■ Défi A:
Dans le texte sur l'école malade, pourquoi l'aisance du Pirate lors du passage de K. en classe est-elle qualifiée de « triche » ?
■ Défi B:
Reproduisez le passage du texte sur l'école malade depuis « Alors, oui, supprimer » jusqu'à « temps de faire). » inclus.

Mon école est malade
(27 janvier 2012)Oui, l'école, en France, est malade. Elle n'a pas assez de moyens pour se soigner.
L'école laïque et obligatoire devrait, théoriquement, apporter à tous les mêmes chances de réussite. Sauf que le jeu est faussé dès le départ. Il est évident que le P'tit Mousse, qui sait déjà ce que c'est qu'un livre et qui distingue les dessins des signes faisant du sens, est déjà un privilégié par rapport à certains de ceux qui seront ses camarades de classe. Et pourtant, nous habitons dans un bourg plutôt chic.
Alors, oui, supprimer l'école pour les enfants de deux ans est un crime contre la culture et l'éducation de ces mêmes enfants (bien que je n'aie pas l'intention de scolariser mon petit dernier dès la rentrée prochaine, je reconnais que cela puisse être un bien pour certaines familles). Supprimer la maternelle, ou y imposer des classes de 28 ou 30 élèves aussi. Parce que les petits ont besoins d'être encadrés par un personnel compétent, disponible et attentif aux besoins de chacun. Les institutrices, plutôt que d'être ravies d'avoir de temps à autre un bon élément, devraient pouvoir se féliciter d'avoir fait progresser tel ou tel enfant a priori défavorisé (ce qu'elles n'ont malheureusement pas souvent le temps de faire).
Au primaire, les différences sont déjà notables. K., qui est passé l'autre jour dans la classe du Pirate parler de son métier "qui est archéologue", a été effaré par certaines questions. La maîtresse avait aussi semble-t-il un peu honte de quelques petites élèves qui ne comprennent rien à rien et ont demandé quatre fois la même chose. Bien sûr, le Pirate a semblé au-dessus du lot. Mais j'ai rappelé à K. que c'était de la triche, notre fils étant évidemment, par le milieu familial, sensibilisé aux questions historiques. Quand je pense que certains de mes élèves de quatrième se demandent qui, de Charlemagne ou de Napoléon, est le plus ancien (oui, il y aurait un florilège spécial quatrièmes à faire). Entre les séries Il était une fois... regardées sur internet ou sur DVD et les livres de La Vie privée des hommes, le Pirate a acquis une culture historique supérieure à celle des enfants de son âge. Et puis, c'est un enfant intelligent qui ne passe pas son temps devant un écran. L'autre jour, nous l'avons même envoyé lire parce qu'il nous avait justement semblé qu'il avait un peu trop joué à la Ouii.

■ Liste des données:
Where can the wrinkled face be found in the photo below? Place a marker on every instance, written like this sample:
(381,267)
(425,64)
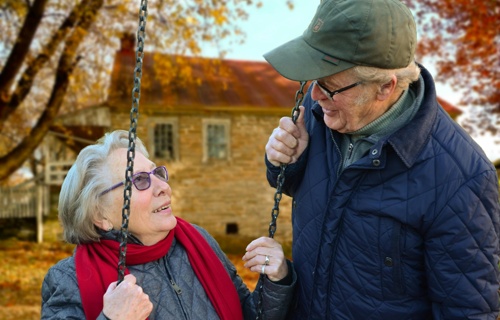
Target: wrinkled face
(349,110)
(151,215)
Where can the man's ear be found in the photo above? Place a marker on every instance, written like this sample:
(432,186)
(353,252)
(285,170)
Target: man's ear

■ Réponse à l'exercice A:
Le texte parle de triche parce que le fils est, par le milieu familial, sensibilisé aux questions historiques.

■ Réponse à l'exercice B:
Alors, oui, supprimer l'école pour les enfants de deux ans est un crime contre la culture et l'éducation de ces mêmes enfants (bien que je n'aie pas l'intention de scolariser mon petit dernier dès la rentrée prochaine, je reconnais que cela puisse être un bien pour certaines familles). Supprimer la maternelle, ou y imposer des classes de 28 ou 30 élèves aussi. Parce que les petits ont besoins d'être encadrés par un personnel compétent, disponible et attentif aux besoins de chacun. Les institutrices, plutôt que d'être ravies d'avoir de temps à autre un bon élément, devraient pouvoir se féliciter d'avoir fait progresser tel ou tel enfant a priori défavorisé (ce qu'elles n'ont malheureusement pas souvent le temps de faire).